[Point placement records]
(begin)

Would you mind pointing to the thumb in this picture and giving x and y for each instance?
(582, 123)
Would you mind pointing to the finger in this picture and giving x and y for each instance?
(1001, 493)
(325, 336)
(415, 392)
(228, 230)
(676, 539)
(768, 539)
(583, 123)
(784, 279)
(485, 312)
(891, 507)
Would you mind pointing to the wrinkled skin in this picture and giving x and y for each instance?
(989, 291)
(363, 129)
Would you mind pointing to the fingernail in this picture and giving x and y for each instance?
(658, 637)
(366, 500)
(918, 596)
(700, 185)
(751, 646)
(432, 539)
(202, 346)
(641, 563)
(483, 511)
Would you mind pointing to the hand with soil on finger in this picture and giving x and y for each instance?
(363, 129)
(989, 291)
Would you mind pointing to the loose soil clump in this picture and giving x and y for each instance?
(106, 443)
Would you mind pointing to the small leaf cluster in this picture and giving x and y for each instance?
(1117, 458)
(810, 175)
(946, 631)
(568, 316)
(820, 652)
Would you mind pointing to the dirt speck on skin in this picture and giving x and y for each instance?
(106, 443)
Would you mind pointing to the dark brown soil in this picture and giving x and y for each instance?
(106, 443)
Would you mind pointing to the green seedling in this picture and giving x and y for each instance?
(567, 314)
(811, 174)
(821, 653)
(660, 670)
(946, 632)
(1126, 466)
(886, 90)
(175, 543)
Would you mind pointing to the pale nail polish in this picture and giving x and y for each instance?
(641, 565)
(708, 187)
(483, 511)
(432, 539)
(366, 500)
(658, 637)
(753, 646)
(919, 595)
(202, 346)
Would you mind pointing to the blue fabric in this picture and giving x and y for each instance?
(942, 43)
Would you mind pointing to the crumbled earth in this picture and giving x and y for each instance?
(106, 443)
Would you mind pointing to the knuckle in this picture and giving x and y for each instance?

(end)

SET PROBLEM: Go through the records and print each one exactly.

TASK RESPONSE:
Would you mind pointing to the thumb in this picture and giving x and y for each instance?
(582, 123)
Would you mind pointing to the finger in this picture and giving x and y for each instance?
(1001, 493)
(325, 336)
(415, 392)
(228, 230)
(676, 539)
(768, 539)
(583, 123)
(784, 279)
(485, 312)
(891, 507)
Would you mind pointing to the wrinkled skin in this picture and giving x and y for each instance?
(989, 291)
(363, 129)
Would you mind pointing to the fingernail in this picture and giving x and y for each instance?
(658, 637)
(366, 500)
(918, 596)
(700, 185)
(751, 646)
(432, 539)
(202, 346)
(641, 563)
(483, 511)
Would you mind pointing to the hand with soil on finger in this picture and giving x and y for each instance?
(363, 129)
(989, 291)
Would you mind pointing to the loose soil clump in this picture and giving x and y for each instance?
(106, 443)
Would you mind pointing to the small leaf cluster in this picture and giving x and y for each instance?
(1117, 458)
(810, 175)
(946, 631)
(568, 316)
(820, 652)
Would you mind pointing to the dirt speck on skin in this picture and giving x and y for each instance?
(106, 443)
Would you mind pointing to the dark brown soil in this picture and giving x and y for each instance?
(106, 443)
Would you mind pointing to the green seedling in this picture and giving x and y for each instance?
(567, 314)
(811, 174)
(821, 653)
(660, 670)
(946, 632)
(1126, 466)
(886, 90)
(175, 543)
Would you mind pointing to the pale nail polish in this picture and giving x and y for each instance?
(641, 565)
(708, 187)
(483, 511)
(432, 539)
(366, 500)
(658, 637)
(753, 646)
(919, 595)
(202, 346)
Would you mind pointing to the blue fabric in this picture and giving x and y for each instance?
(942, 43)
Would you mind pointing to the crumbled earth in this picture and giving x and y for each instance?
(106, 443)
Would you mind pointing to the knuckle in this picture and giving x and y for each instance?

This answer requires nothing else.